Excerpt provided:
#####

Irish Times EU Observer Tagesspiegel Euractiv European Voice European Voice: Grgic ARD Guardian BBC
Münchau: "Like a fish, Europe is rotting from the head"
In the FT, Wolfgang Münchau argues that the European Commission has "failed abysmally" in response to the economic crisis. In the article he describes Jose Barroso as "among the weakest Commission presidents ever", adding that "Europe's top jobs are not awarded on the basis of electoral success, but on whether you fit into an opaque political matrix."
German CDU leader calls for Europe to be brought closer to citizens
In a comment piece in FAZ, Volker Kauder, Head of the CDU/CSU group in the German Bundestag, argues that the shift of competences to Brussels as well as further enlargement of the Union have made citizens concerned. He writes that in order to re-establish Europe's citizens' trust in the EU, a period of 'consolidation' should take place, in which Europe is brought back closer to citizens, and tasks within the Union are divided according to citizens' needs.
Lib Dems to attack Conservatives' policies on policing in Europe
The Liberal Democrats are to put the Conservatives policy on Europe at the heart of their election campaign, reported the Independent on Sunday. Lib Dem leader Nick Clegg is reportedly going to claim this week that the Conservatives' plans to withdraw from European cross-border policing agencies threatens to turn Britain into a "safe-house for criminals". This follows comments by Conservative MEP Timothy Kirkhope, who has said that the UK should not be a member of Eurojust, the body that helps to co-ordinate prosecutions across Europe.
Independent on Sunday
Luxembourg PM calls tax haven list "unacceptable"

#####

Available data:
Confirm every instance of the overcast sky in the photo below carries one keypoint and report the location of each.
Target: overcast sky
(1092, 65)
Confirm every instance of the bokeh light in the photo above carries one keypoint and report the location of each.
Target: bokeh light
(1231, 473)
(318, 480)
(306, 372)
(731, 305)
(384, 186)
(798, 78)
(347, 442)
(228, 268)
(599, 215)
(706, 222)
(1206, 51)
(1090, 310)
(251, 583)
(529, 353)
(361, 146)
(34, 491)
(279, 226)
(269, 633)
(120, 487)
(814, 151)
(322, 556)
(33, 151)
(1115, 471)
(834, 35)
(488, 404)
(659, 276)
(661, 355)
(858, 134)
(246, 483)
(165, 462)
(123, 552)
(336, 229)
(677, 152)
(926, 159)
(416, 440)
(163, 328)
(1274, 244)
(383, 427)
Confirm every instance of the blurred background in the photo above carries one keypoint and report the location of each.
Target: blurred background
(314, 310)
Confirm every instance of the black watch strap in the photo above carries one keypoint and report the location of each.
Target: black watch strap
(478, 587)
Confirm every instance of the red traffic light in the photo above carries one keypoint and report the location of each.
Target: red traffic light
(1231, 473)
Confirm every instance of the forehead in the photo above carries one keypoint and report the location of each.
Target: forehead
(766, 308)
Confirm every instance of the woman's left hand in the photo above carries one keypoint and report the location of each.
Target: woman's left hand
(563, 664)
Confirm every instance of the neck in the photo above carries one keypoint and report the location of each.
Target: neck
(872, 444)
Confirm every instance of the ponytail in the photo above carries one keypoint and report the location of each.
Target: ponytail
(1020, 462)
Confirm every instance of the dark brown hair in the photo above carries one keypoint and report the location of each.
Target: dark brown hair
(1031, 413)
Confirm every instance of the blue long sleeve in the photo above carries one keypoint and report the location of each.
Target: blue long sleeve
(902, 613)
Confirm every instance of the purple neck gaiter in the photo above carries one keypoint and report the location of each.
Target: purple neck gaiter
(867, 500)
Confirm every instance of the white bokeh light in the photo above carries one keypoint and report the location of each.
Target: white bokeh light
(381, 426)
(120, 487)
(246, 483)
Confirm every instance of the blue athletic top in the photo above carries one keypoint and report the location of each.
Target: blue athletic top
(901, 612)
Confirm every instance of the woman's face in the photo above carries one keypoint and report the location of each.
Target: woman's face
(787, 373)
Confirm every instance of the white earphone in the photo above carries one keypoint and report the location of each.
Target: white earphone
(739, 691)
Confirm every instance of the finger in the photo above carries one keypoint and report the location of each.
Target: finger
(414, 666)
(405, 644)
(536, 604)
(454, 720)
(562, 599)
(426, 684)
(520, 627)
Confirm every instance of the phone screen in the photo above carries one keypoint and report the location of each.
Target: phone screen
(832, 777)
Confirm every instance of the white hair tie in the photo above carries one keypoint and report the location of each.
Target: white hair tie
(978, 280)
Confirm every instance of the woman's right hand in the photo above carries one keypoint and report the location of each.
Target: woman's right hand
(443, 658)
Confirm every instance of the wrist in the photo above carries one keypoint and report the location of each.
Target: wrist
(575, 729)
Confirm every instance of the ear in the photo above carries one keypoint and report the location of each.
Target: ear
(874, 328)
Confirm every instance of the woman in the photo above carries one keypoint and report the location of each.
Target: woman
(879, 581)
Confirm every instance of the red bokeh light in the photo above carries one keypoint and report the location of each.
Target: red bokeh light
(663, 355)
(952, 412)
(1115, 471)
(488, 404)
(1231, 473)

#####

Aim of the exercise: In the news roundup, which body did Conservative MEP Timothy Kirkhope say the UK should not be a member of?

Answer space: Eurojust, the body that helps to co-ordinate prosecutions across Europe.